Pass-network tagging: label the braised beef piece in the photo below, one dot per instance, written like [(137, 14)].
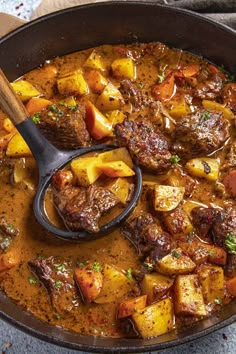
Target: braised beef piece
[(147, 146), (200, 133), (147, 236), (7, 234), (81, 208), (203, 219), (64, 126), (57, 278), (225, 224), (210, 87), (132, 94)]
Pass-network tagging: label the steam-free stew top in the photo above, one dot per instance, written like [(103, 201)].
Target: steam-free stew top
[(173, 262)]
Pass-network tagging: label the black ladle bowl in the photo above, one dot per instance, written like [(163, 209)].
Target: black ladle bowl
[(50, 159)]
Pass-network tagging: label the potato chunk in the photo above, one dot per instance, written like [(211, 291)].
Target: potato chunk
[(115, 285), (120, 187), (86, 169), (175, 263), (167, 198), (110, 98), (212, 282), (89, 282), (204, 167), (120, 154), (73, 83), (188, 296), (124, 68), (116, 169), (155, 285), (155, 319), (17, 147), (24, 89), (128, 307)]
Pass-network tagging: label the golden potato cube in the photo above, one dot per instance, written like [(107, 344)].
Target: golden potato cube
[(155, 285), (188, 296), (86, 170), (175, 263), (167, 198), (24, 89), (121, 188), (73, 83), (212, 281), (204, 167), (115, 117), (116, 169), (17, 147), (110, 99), (115, 285), (124, 68), (155, 319), (120, 154), (94, 61), (179, 108), (215, 106)]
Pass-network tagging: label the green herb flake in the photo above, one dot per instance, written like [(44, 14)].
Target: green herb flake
[(36, 118), (175, 254), (230, 243), (129, 273), (97, 267), (60, 267), (32, 280), (174, 159), (205, 115), (57, 284), (161, 77)]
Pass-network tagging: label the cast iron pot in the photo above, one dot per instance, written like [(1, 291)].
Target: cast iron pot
[(111, 23)]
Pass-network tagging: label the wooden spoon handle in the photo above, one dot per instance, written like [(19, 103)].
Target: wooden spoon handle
[(10, 103)]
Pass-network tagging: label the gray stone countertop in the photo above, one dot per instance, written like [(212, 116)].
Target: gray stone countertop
[(13, 341)]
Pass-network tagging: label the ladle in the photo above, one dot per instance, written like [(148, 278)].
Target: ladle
[(50, 159)]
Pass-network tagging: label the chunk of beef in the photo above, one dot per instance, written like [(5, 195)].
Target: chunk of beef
[(57, 278), (203, 220), (7, 234), (147, 146), (201, 133), (225, 223), (209, 88), (64, 126), (147, 236), (132, 94), (81, 208)]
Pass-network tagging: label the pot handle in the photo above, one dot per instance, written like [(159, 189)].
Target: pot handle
[(9, 23)]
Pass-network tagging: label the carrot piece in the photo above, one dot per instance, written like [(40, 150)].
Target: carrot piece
[(191, 70), (166, 90), (230, 183), (231, 286), (36, 104), (130, 306)]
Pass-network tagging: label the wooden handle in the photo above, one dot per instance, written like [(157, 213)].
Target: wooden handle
[(10, 103)]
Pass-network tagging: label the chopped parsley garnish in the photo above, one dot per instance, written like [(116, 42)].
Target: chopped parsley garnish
[(129, 273), (205, 115), (211, 253), (32, 280), (97, 267), (176, 254), (161, 77), (60, 267), (58, 284), (36, 118), (149, 266), (230, 242), (174, 159)]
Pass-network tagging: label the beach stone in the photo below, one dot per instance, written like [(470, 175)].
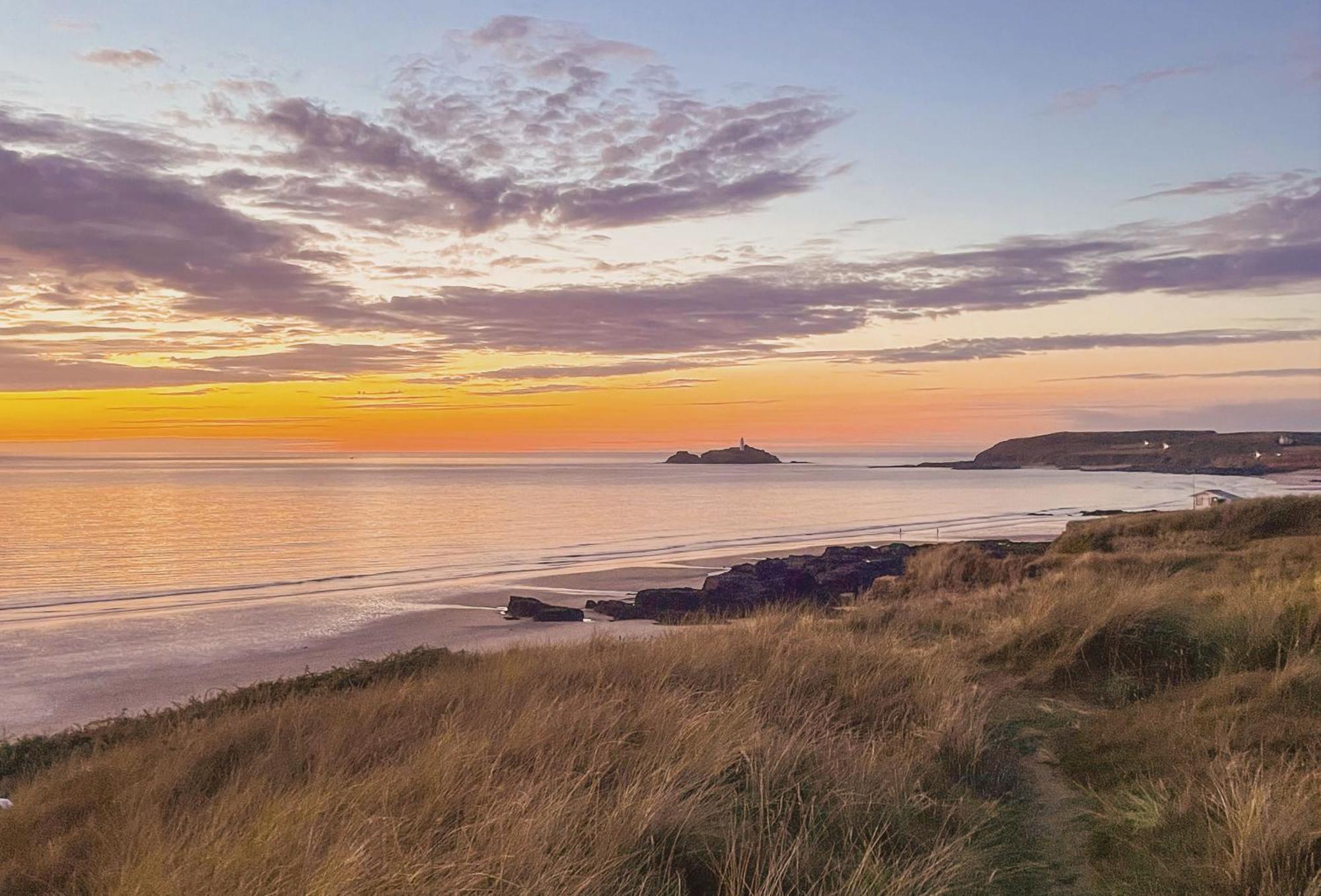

# # # # #

## WHAT THE TASK REQUIRES
Please copy out every line of the material above word for word, leaving out the pictures.

## CORRECT ANSWER
Pass-network tagging: label the braised beef piece in the photo below, one dot per instance, written like [(137, 14)].
Target: braised beef piece
[(147, 146), (200, 133), (147, 236), (7, 234), (81, 208), (203, 219), (64, 126), (57, 278), (225, 224), (210, 87), (132, 94)]
Pass-network tagging: label the steam-free stew top in the photo above, one dot per instance, written like [(103, 201)].
Target: steam-free stew top
[(173, 262)]
Pass-network tagging: label the black ladle bowl in the photo above, one dot per instance, written like [(163, 209)].
Target: black ladle bowl
[(50, 159)]
Pass-network tagging: label the potato chunk in the photo above, one dot per instance, written like [(211, 291)].
Target: potato chunk
[(115, 285), (120, 187), (86, 169), (175, 263), (167, 198), (110, 98), (212, 282), (89, 282), (204, 167), (120, 154), (73, 83), (188, 296), (124, 68), (116, 169), (155, 285), (155, 319), (17, 147), (24, 89), (128, 307)]
Pass-network tagging: label the golden potato cube in the photo above, one dot per instance, written like [(107, 344)].
Target: golden potato cube
[(155, 285), (188, 296), (86, 170), (175, 263), (167, 198), (24, 89), (121, 188), (73, 83), (212, 281), (204, 167), (115, 117), (116, 169), (17, 147), (110, 99), (115, 285), (124, 68), (155, 319), (120, 154), (94, 61), (179, 108), (215, 106)]
Pass-network tagging: label the green herb flake in the photo above, one dot per instance, written like [(44, 14)].
Target: green herb flake
[(36, 118), (175, 254), (230, 243), (129, 273), (97, 267), (60, 267), (32, 280), (174, 159), (205, 115), (57, 284), (161, 77)]
Pass-network tagging: label the cast iron pot in the photo above, one dot per instance, written like [(1, 291)].
Target: cast iron pot
[(111, 23)]
Pass-network tagging: label the wooden spoon handle in the photo above, one dot per instance, written like [(19, 103)].
Target: wooden spoon handle
[(10, 103)]
Pass-network tagging: label the gray stone countertop in the photo above, one dot per instance, written like [(212, 116)].
Target: gray stone countertop
[(13, 341)]
Pass-network tagging: label the ladle in the photo above, one dot per instance, written like [(148, 278)].
Target: ladle
[(50, 159)]
Pass-network tagging: label the chunk of beef in the photo above, one dot per instance, written like [(5, 195)].
Target: chunk of beef
[(57, 278), (203, 220), (7, 234), (147, 146), (201, 133), (225, 223), (209, 88), (64, 126), (147, 236), (132, 94), (81, 208)]
Pass-network tagging: label the pot handle in the photo above, one dot per instance, written like [(159, 189)].
Target: pot handle
[(9, 23)]
Pass-network tagging: label the carrot piece in the photo above, one dot per instance, written like [(40, 150)].
Target: carrot piece
[(191, 70), (166, 90), (230, 183), (231, 286), (36, 104), (130, 306)]
Pass-network tagging: label the wooden handle in the photo above, one dot per instance, written like [(157, 213)].
Target: wooden handle
[(10, 103)]
Pass-network tagging: label the chopped parsley garnish in the photo above, one dot per instance, written like [(116, 42)].
Target: chopped parsley garnish
[(129, 273), (205, 115), (211, 253), (32, 280), (97, 267), (176, 254), (161, 77), (60, 267), (58, 284), (36, 118), (149, 266), (230, 242), (174, 159)]
Pass-network tagging: label the beach stone in the photo below, one dot per instance, written like [(470, 175)].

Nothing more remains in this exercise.